#### Exercise text:

Judgment due in Court of Appeal challenge by Dr Hadiza Bawa-Garba

Judgment due in Court of Appeal challenge by Dr Hadiza Bawa-Garba

The Court of Appeal is to give its ruling on a challenge over the decision to strike off Dr Hadiza Bawa-Garba, who was convicted of gross negligence manslaughter after the death of six-year-old Jack Adcock.

Dr Bawa-Garba is fighting a decision made in January by two High Court judges to substitute erasure for the lesser sanction of a year’s suspension imposed by the Medical Practitioners Tribunal (MPT) in June last year.

Their ruling followed a successful appeal by the General Medical Council (GMC), which argued that suspension was “not sufficient” to protect the public or maintain public confidence in the medical profession.

Jack, from Glen Parva, Leicestershire – who had Down’s Syndrome and a known heart condition – died at Leicester Royal Infirmary in 2011 after he developed sepsis.

Jack Adcock
Six-year-old Jack Adcock whose death is at the centre of an appeal brought by Dr Hadiza Bawa-Garba (PA)

#### Given entries:
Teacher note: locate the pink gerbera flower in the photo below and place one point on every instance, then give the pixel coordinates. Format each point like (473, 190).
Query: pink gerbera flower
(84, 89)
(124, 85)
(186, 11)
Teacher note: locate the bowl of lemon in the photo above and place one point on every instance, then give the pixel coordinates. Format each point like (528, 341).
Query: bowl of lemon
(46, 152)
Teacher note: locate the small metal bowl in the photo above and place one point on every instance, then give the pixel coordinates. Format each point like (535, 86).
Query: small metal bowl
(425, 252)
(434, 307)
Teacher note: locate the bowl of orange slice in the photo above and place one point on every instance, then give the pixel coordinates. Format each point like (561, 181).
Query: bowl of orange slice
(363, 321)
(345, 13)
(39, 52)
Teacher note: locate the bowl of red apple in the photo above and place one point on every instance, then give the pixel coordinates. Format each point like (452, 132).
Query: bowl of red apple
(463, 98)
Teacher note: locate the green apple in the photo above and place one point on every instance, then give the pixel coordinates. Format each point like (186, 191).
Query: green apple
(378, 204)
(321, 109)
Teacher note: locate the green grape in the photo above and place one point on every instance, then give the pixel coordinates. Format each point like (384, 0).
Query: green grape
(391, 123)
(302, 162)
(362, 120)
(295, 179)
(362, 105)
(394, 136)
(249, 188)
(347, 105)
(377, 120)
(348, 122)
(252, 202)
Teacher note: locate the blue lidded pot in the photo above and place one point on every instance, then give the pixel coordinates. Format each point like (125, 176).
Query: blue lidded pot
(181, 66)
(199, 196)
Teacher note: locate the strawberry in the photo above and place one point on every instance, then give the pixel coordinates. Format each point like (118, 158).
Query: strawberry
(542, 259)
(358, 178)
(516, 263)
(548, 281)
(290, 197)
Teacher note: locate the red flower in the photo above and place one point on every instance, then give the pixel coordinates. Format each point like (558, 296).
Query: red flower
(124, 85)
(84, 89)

#### Task item A:
In the news article about Dr Hadiza Bawa-Garba's appeal, what sanction did the Medical Practitioners Tribunal originally impose on her?
#### Task item B:
Quote the passage of the news article about Dr Bawa-Garba's appeal word for word, starting at "The Court of" and ending at "the medical profession.".

#### Task result A:
A year's suspension.

#### Task result B:
The Court of Appeal is to give its ruling on a challenge over the decision to strike off Dr Hadiza Bawa-Garba, who was convicted of gross negligence manslaughter after the death of six-year-old Jack Adcock.

Dr Bawa-Garba is fighting a decision made in January by two High Court judges to substitute erasure for the lesser sanction of a year’s suspension imposed by the Medical Practitioners Tribunal (MPT) in June last year.

Their ruling followed a successful appeal by the General Medical Council (GMC), which argued that suspension was “not sufficient” to protect the public or maintain public confidence in the medical profession.